TASK STATEMENT: Restate word for word the line containing "Target: plaid pillow" and each line that follows it, through the last line below, and nothing else.

▼

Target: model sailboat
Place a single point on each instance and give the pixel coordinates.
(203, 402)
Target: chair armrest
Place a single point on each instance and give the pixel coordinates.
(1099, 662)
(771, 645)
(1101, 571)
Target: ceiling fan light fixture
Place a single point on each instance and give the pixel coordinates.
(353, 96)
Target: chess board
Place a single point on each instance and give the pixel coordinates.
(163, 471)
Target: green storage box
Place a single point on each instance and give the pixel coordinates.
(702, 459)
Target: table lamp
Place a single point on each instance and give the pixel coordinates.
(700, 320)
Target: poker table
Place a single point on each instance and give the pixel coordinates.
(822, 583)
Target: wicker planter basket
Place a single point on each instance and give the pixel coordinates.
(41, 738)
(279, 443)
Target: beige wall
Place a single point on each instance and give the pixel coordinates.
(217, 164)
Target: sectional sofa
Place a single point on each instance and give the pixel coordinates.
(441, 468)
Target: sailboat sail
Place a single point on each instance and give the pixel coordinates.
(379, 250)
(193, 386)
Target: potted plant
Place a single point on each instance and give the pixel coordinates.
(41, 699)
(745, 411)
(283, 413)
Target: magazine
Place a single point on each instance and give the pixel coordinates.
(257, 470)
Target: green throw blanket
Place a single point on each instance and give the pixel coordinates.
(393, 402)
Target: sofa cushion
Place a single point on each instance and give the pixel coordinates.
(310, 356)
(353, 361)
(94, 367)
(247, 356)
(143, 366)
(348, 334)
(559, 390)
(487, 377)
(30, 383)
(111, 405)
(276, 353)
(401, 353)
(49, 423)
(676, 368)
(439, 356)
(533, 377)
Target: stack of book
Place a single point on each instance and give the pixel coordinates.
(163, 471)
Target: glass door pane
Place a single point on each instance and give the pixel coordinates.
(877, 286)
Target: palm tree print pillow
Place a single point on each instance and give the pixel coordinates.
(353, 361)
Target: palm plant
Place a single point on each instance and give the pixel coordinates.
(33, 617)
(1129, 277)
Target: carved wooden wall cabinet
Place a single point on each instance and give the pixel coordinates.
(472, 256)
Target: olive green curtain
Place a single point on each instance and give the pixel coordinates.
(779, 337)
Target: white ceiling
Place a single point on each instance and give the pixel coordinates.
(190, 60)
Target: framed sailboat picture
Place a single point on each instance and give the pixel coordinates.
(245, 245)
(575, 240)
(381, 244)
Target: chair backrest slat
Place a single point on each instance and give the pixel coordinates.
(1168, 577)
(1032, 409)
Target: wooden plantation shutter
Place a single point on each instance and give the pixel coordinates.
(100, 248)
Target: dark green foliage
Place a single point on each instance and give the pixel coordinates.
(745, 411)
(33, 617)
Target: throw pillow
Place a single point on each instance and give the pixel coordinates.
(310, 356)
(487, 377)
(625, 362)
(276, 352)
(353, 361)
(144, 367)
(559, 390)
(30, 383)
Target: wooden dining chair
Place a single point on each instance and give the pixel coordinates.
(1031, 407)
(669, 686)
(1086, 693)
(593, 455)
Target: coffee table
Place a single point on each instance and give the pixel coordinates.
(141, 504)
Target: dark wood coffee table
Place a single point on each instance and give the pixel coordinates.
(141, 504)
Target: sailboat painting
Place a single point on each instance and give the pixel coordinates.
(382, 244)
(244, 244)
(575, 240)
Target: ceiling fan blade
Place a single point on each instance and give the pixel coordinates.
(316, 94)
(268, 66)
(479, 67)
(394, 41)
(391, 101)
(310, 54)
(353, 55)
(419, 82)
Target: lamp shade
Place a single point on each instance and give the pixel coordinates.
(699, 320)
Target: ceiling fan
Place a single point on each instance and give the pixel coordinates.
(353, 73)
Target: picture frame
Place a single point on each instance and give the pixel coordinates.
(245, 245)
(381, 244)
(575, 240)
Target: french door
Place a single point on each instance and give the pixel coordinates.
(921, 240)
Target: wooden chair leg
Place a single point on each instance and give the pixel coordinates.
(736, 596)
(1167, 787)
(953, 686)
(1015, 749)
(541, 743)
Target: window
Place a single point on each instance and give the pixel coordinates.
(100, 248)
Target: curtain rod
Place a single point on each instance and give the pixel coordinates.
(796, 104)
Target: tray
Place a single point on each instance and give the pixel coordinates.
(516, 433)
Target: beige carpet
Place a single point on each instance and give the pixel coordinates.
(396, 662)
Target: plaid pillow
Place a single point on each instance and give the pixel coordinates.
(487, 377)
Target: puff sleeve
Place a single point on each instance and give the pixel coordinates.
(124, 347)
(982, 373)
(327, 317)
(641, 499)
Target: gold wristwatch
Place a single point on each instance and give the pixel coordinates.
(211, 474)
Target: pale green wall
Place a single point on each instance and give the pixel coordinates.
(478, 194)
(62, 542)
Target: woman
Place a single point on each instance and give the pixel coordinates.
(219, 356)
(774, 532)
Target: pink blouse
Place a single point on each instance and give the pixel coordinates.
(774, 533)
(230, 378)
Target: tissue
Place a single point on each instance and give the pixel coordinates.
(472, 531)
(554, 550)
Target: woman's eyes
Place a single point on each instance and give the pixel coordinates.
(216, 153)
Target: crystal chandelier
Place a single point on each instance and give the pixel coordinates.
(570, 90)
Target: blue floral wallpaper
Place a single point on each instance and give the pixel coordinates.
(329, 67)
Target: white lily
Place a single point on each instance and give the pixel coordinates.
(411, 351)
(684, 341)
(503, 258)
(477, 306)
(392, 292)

▲

TASK SOLUTION:
Target: plaid pillow
Place a single point on each instance and give the pixel coordinates.
(487, 377)
Target: puff sleeve
Place a single point on each instance and give the pixel coordinates.
(124, 347)
(982, 373)
(327, 317)
(641, 499)
Target: gold wristwatch
Place a single point on each instance and give the pixel coordinates.
(211, 474)
Target: pale green wall
Place a single point on each instance and give the pixel coordinates.
(478, 194)
(62, 542)
Target: woman
Place a single point on each instance and give the pixel coordinates.
(219, 356)
(774, 532)
Target: pink blouse
Place a single point on each instance and give the pixel coordinates.
(774, 533)
(230, 378)
Target: tissue
Place a single point on each instance and give the pixel coordinates.
(472, 531)
(554, 550)
Target: woman's eyes
Place a single point on each instance and give the pixel coordinates.
(216, 153)
Target: crystal chandelier
Place a single point on each instance and give the pixel coordinates.
(570, 90)
Target: blue floral wallpaper
Place a single point on each instance and give the pixel coordinates.
(329, 67)
Target: white lily
Place a single point on each instance and give the pixel coordinates.
(411, 351)
(684, 341)
(503, 258)
(477, 306)
(392, 292)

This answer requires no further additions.